AIM OF THE EXERCISE
All lines from the one that mentions "Query: packed snow" through the last of the entries below must be copied exactly, with both ends kept.

Dataset excerpts
################

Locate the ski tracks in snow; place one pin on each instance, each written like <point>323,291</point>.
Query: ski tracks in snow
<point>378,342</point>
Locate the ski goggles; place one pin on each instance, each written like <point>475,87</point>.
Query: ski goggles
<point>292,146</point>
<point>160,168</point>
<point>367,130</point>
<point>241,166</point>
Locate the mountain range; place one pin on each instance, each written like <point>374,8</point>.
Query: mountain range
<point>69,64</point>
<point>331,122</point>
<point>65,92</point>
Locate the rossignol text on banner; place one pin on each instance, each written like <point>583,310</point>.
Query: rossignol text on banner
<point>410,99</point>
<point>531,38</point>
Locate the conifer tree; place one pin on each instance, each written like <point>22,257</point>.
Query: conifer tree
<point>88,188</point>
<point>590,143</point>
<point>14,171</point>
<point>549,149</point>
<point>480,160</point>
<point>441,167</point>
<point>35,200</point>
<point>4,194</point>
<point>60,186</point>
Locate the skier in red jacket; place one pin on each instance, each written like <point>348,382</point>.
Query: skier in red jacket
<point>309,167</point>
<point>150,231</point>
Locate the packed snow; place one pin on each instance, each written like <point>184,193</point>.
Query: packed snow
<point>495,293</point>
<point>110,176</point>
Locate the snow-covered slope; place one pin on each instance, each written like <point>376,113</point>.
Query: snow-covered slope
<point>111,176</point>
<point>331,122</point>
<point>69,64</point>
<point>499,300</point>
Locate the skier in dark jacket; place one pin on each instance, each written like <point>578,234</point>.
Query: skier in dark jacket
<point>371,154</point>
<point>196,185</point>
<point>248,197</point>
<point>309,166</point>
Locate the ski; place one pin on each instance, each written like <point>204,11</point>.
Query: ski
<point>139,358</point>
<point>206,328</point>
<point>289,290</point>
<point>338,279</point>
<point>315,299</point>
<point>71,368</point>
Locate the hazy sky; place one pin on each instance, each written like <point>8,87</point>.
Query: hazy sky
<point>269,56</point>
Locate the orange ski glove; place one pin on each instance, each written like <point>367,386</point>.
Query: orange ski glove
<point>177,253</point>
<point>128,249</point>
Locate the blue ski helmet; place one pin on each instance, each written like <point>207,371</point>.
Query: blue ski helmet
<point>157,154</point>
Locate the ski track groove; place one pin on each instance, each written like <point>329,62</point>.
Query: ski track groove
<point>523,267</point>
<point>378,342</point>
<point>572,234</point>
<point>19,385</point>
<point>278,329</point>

################

SOLVED EXERCISE
Query: packed snow
<point>495,293</point>
<point>110,176</point>
Locate the snow-covered slope; place one pin on each instance, each written like <point>376,113</point>.
Query: snow-covered slope
<point>111,176</point>
<point>331,122</point>
<point>69,64</point>
<point>499,300</point>
Locate the skier in dark jacket; place one pin on each instance, each written like <point>578,234</point>.
Query: skier in dark jacket
<point>371,154</point>
<point>196,185</point>
<point>248,197</point>
<point>309,166</point>
Locate the ski; place one pin on each instance, each written like <point>204,11</point>.
Query: ski
<point>139,358</point>
<point>206,328</point>
<point>289,290</point>
<point>338,279</point>
<point>315,299</point>
<point>71,368</point>
Locate the hazy sky; place one pin on each instance, each written like <point>8,87</point>.
Query: hazy sky
<point>269,56</point>
Locate the orange ski glove; place one pin on each instance, each written like <point>367,386</point>.
Query: orange ski glove
<point>177,253</point>
<point>128,249</point>
Locate the blue ski helmet; place one pin on each instance, each written like <point>207,371</point>.
Query: blue ski helmet
<point>157,154</point>
Locate the ski track groove; place one pin on each instance, each written like <point>329,62</point>.
Query: ski track groove
<point>523,267</point>
<point>378,342</point>
<point>572,234</point>
<point>19,385</point>
<point>278,329</point>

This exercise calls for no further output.